* [TEXT TO READ]:

Start

The connections to the Ili9341 display were identical and gave no problems at 30 MHz. But I think the timing constraints with bit banging and sampling sck instead of hardware spi made the jumper wire connection quality more critical.
The main problem was a flaky ground wire connection that caused problems above 16 MHz with the Teensy.

Using the clock wizard and running the spi_peripheral at 200 MHz I can reliably (for hours without errors) go to 29 MHz with the Teensy (github).

Being a total newbie with FPGA it’s possible that my attempts at crossing the clock domain are suboptimal (if not clumsy).

To what extent the 10 cm jumper wires between the Teensy and the Br are a limiting factor is difficult to say without a scope.

With a 300 MHz (clock wizard) SPI sample clock it works reliably up to 39 MHz.

So the jumper wires are probably influencing the signal quality enough to prevent the AU from running the SPI at the theoretical maximum of 1/4th the sampling frequency.

I also tried 400 MHz but that did not work at any frequency.

End

* [SUPPLIED MATERIAL]:
Start

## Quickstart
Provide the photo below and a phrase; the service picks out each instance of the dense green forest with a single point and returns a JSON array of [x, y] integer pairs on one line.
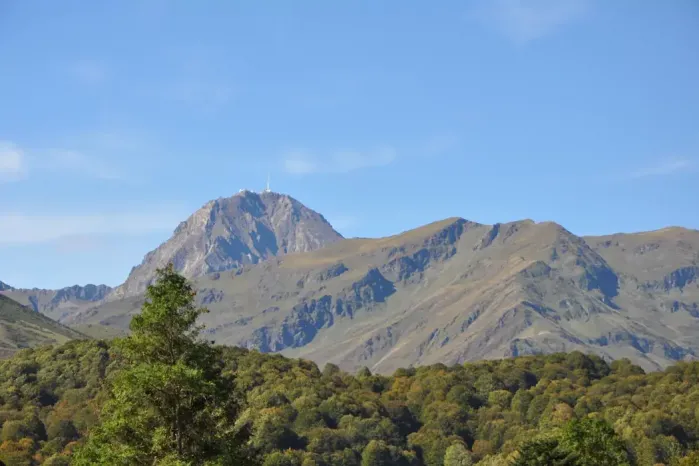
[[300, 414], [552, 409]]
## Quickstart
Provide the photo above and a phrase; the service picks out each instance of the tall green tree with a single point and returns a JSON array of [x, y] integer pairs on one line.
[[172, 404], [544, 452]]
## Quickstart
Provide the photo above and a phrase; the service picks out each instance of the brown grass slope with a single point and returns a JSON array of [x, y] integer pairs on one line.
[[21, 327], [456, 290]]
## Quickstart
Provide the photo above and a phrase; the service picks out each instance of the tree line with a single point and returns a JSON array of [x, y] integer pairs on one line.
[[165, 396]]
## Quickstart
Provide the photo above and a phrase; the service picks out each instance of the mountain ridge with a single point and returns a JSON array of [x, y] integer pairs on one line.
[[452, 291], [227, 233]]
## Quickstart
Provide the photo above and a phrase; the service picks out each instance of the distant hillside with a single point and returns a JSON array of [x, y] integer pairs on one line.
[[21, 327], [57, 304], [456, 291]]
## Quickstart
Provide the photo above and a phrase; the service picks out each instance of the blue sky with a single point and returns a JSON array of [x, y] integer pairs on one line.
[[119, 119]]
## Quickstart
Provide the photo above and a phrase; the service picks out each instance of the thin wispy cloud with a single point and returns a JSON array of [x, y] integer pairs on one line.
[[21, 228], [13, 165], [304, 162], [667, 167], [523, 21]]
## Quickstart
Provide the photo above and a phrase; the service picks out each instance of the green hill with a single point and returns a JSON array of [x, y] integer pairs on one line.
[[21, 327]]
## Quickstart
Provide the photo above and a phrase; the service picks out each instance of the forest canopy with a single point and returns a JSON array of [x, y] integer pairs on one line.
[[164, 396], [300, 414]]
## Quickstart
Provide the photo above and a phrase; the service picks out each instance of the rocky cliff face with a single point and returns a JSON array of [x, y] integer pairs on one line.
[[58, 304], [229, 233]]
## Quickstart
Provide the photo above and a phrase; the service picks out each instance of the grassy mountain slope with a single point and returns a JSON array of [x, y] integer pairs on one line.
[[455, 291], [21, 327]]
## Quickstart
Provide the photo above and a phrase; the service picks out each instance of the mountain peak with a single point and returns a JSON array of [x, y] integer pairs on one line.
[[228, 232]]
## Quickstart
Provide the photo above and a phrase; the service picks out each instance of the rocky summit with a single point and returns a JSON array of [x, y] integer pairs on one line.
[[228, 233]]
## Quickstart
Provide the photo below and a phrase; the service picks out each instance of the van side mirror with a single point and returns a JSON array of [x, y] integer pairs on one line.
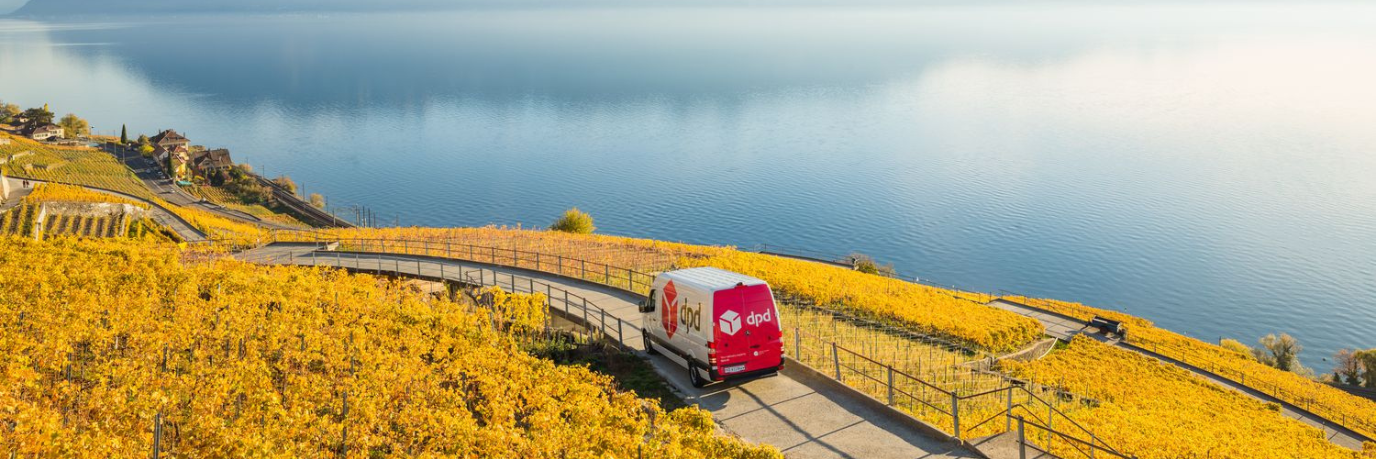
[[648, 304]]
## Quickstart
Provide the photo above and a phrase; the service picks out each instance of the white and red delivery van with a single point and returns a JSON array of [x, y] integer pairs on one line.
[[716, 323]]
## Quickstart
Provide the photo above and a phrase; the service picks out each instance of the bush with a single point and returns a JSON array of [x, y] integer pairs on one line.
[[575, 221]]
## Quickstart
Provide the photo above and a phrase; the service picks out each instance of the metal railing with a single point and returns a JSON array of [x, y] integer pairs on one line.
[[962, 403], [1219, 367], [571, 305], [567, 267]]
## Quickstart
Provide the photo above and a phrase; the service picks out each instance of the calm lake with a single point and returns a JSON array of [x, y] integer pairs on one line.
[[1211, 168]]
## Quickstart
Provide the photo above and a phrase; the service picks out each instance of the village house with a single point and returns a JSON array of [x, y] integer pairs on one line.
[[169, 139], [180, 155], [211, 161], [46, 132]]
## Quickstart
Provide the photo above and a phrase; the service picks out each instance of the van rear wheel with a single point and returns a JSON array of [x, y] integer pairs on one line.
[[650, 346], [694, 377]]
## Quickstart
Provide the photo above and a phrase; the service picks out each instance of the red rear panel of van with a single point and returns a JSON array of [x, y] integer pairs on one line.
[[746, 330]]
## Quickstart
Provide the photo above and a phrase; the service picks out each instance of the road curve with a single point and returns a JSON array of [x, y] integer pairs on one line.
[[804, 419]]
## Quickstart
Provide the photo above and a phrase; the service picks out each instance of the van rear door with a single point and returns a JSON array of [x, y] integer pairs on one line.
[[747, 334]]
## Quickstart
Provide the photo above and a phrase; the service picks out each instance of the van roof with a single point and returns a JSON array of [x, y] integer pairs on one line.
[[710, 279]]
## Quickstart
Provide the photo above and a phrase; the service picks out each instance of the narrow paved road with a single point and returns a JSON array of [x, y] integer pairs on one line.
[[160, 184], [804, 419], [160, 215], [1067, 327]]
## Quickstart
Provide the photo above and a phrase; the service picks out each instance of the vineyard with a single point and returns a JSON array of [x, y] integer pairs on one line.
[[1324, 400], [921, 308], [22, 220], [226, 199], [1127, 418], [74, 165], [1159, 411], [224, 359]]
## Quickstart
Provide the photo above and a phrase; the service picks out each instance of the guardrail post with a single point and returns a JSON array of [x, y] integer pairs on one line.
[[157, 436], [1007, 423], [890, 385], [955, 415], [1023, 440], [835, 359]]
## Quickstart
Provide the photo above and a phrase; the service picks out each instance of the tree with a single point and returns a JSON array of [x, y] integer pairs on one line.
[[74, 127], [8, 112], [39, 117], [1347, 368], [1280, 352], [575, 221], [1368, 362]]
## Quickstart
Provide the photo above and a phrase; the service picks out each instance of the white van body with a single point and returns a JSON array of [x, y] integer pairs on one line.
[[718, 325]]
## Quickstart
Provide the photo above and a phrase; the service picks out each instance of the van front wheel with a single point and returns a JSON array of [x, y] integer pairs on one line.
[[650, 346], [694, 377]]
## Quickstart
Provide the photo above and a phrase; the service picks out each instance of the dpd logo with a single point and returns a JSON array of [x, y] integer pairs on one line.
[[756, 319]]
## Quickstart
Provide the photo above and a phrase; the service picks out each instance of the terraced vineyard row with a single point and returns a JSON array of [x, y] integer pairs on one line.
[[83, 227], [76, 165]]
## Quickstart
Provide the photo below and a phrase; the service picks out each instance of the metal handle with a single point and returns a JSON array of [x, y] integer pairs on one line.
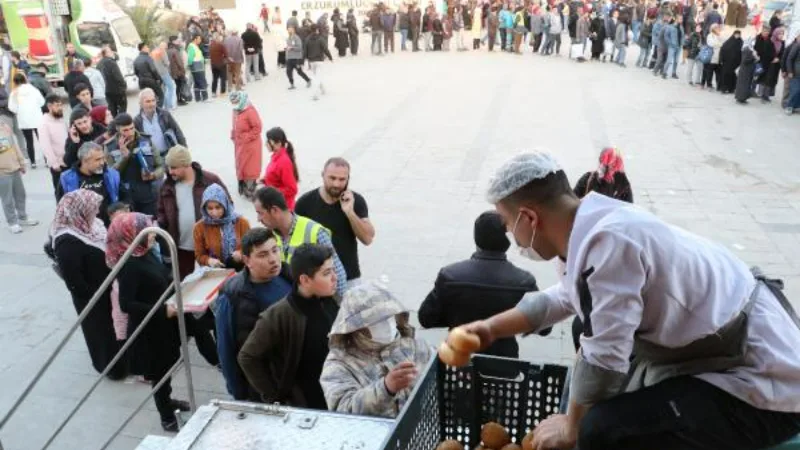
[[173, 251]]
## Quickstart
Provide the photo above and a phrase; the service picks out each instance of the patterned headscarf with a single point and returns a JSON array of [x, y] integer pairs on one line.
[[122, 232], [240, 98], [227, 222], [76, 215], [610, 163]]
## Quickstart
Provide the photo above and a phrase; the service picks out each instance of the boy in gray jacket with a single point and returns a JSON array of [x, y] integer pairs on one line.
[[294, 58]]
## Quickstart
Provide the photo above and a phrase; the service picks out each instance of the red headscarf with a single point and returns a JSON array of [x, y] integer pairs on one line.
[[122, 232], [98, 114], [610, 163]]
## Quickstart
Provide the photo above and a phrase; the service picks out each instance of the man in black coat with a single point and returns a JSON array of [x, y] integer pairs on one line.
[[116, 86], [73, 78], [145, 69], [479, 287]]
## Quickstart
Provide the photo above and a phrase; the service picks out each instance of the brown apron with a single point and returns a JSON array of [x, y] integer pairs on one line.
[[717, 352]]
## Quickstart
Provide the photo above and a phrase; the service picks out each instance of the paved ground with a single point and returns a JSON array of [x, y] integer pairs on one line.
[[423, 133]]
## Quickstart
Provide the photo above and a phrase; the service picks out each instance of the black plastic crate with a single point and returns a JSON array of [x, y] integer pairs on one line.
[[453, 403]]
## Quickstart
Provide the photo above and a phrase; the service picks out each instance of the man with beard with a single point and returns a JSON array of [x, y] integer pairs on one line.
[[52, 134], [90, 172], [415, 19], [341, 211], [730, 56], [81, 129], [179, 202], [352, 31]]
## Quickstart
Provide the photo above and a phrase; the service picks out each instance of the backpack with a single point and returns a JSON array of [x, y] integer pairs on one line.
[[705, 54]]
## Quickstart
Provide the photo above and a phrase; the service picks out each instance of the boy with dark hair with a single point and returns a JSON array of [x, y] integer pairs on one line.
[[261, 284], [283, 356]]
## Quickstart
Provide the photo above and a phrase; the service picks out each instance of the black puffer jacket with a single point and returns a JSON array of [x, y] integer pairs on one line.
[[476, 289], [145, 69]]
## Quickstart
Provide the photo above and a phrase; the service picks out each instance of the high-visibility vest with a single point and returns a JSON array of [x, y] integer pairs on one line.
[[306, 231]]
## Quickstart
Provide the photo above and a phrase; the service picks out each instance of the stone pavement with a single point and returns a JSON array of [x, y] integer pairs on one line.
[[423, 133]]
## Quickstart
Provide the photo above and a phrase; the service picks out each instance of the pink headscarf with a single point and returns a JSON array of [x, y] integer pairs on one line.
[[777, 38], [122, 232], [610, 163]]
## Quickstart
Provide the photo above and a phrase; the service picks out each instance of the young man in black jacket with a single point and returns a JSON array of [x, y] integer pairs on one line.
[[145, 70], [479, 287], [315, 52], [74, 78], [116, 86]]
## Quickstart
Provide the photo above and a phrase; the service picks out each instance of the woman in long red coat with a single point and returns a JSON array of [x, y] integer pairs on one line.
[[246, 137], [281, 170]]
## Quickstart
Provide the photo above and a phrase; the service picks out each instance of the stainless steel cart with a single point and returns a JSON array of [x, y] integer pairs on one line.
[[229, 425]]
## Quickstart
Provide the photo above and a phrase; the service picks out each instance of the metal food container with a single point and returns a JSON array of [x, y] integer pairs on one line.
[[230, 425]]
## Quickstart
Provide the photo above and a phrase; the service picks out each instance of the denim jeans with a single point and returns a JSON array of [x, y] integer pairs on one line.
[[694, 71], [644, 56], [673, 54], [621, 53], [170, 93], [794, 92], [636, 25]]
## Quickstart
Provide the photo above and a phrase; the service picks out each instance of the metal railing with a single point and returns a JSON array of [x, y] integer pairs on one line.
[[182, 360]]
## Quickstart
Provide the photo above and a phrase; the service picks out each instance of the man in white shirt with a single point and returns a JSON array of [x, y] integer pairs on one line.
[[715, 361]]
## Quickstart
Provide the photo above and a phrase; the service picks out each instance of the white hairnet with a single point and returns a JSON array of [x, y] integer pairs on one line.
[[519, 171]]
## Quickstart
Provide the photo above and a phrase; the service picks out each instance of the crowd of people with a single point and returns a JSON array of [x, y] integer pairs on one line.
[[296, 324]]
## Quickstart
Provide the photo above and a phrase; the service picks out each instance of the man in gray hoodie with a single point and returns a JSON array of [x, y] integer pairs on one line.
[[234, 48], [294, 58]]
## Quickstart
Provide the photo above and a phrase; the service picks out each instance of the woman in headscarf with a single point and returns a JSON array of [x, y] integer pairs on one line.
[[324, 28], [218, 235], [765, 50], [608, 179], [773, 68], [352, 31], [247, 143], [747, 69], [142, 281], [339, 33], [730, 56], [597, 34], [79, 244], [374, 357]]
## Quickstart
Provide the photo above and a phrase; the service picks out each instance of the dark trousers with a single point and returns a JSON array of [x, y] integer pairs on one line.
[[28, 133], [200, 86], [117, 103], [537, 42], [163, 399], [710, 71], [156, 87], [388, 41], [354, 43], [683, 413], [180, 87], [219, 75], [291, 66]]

End

* [EXERCISE TASK]:
Decide whether the text above on SPI speeds agrees with each statement below. Answer yes or no for each and quote the words of the text that settle it.
(a) A flaky ground wire connection caused problems above 16 MHz with the Teensy.
(b) A 400 MHz sample clock worked reliably up to 39 MHz.
(c) The connections to the Ili9341 display gave problems at 30 MHz.

* [ANSWER TO THIS PROBLEM]:
(a) Yes: "The main problem was a flaky ground wire connection that caused problems above 16 MHz with the Teensy."
(b) No: "I also tried 400 MHz but that did not work at any frequency."
(c) No: "The connections to the Ili9341 display were identical and gave no problems at 30 MHz."